### Consigne 1
Renvoyez toutes les lignes des entrées qui contiennent le mot « wood ».

### Document
########
Important ralentissement ou récession, l’économie du Québec continue de s’affaiblir, alors que son produit intérieur brut s’est contracté de 0,8 % en variation annuelle au troisième trimestre.

Il s’agit du deuxième trimestre consécutif de recul du PIB, ce qui correspond à la définition technique d’une récession, qui ne fait pas l’unanimité.

« Le fait d’avoir deux trimestres négatifs consécutifs n’est pas un critère suffisant pour déclarer une récession », affirme Stephen Gordon, directeur du département des sciences économiques de l’Université Laval.

En plus de deux trimestres consécutifs de contraction économique, il faut que d’autres indicateurs soient réunis pour déclarer officiellement une récession, notamment une détérioration du marché de l’emploi. Or, malgré l’augmentation récente du taux de chômage, le marché du travail se porte encore très bien au Québec, souligne le professeur.

« Une économie où le problème principal du marché de l’emploi est une pénurie de main-d’œuvre ne peut pas être en récession », estime-t-il.

C’est aussi l’avis du ministre des Finances, Eric Girard, qui s’est empressé de commenter les chiffres de l’Institut de la statistique du Québec dès leur publication vendredi matin. « L’ISQ confirme que le ralentissement économique se poursuit au troisième trimestre, a-t-il commenté sur le réseau social X. Il est néanmoins trop tôt pour déclarer que le Québec est en récession puisque la baisse de l’activité économique n’est pas généralisée. »

Eric Girard insiste sur le fait que l’emploi, le revenu disponible et la consommation continuent de progresser.

Pas plus tard que le mois dernier, le ministre des Finances avait dû constater que la faiblesse de l’économie québécoise avait un impact sur les revenus du gouvernement. Dans sa récente mise à jour économique, il avait réduit sa prévision de croissance pour 2023, mais écarté la possibilité d’une récession.

« Une récession technique, soit un recul du PIB réel pendant au moins deux trimestres consécutifs, n’est pas envisagée à court terme », selon la mise à jour économique du 6 novembre.

L’opposition n’a pas manqué de relever cette prévision qui s’avère erronée un mois plus tard. « Après l’affaire des Kings et maintenant de mauvaises prévisions économiques, comment les Québécois peuvent-ils encore avoir confiance en un ministre des Finances incapable de voir arriver une récession quand tous les signaux étaient au rouge ? », a réagi le porte-parole du Parti libéral en matière de finances, Frédéric Beauchemin.

Préoccupant, mais pas alarmant

Selon les économistes de la Banque Nationale, l’économie québécoise se porte moins mal qu’il n’y paraît. Le recul du troisième trimestre s’explique par le commerce international et une baisse des investissements dans les stocks, alors que la demande reste solide. Malgré une augmentation de 1,2 % depuis le mois de mai, le taux de chômage du Québec reste au troisième rang parmi les plus bas au pays, rappellent les économistes Matthieu Arseneau et Darren King.
########
### Matériel fourni
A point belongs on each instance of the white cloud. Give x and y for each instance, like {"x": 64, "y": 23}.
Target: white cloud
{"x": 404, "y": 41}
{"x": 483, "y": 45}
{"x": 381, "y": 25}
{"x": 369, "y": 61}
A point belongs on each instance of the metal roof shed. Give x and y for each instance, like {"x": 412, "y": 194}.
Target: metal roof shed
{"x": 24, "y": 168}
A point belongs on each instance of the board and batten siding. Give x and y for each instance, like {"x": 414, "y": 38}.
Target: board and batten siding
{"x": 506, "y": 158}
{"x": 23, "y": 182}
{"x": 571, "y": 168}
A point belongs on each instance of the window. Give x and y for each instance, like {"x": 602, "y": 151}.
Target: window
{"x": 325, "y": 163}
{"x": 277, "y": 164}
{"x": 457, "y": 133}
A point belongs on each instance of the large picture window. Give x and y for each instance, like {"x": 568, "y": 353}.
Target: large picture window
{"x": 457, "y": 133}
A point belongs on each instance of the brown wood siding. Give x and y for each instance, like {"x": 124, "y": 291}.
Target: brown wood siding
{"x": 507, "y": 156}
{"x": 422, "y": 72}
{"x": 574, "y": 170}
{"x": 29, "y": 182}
########
### Consigne 2
D'après le document, de combien le produit intérieur brut du Québec s'est-il contracté en variation annuelle au troisième trimestre ?

### Réponse complète 1
A point belongs on each instance of the brown wood siding. Give x and y for each instance, like {"x": 124, "y": 291}.
Target: brown wood siding

### Réponse complète 2
Il s'est contracté de 0,8 %.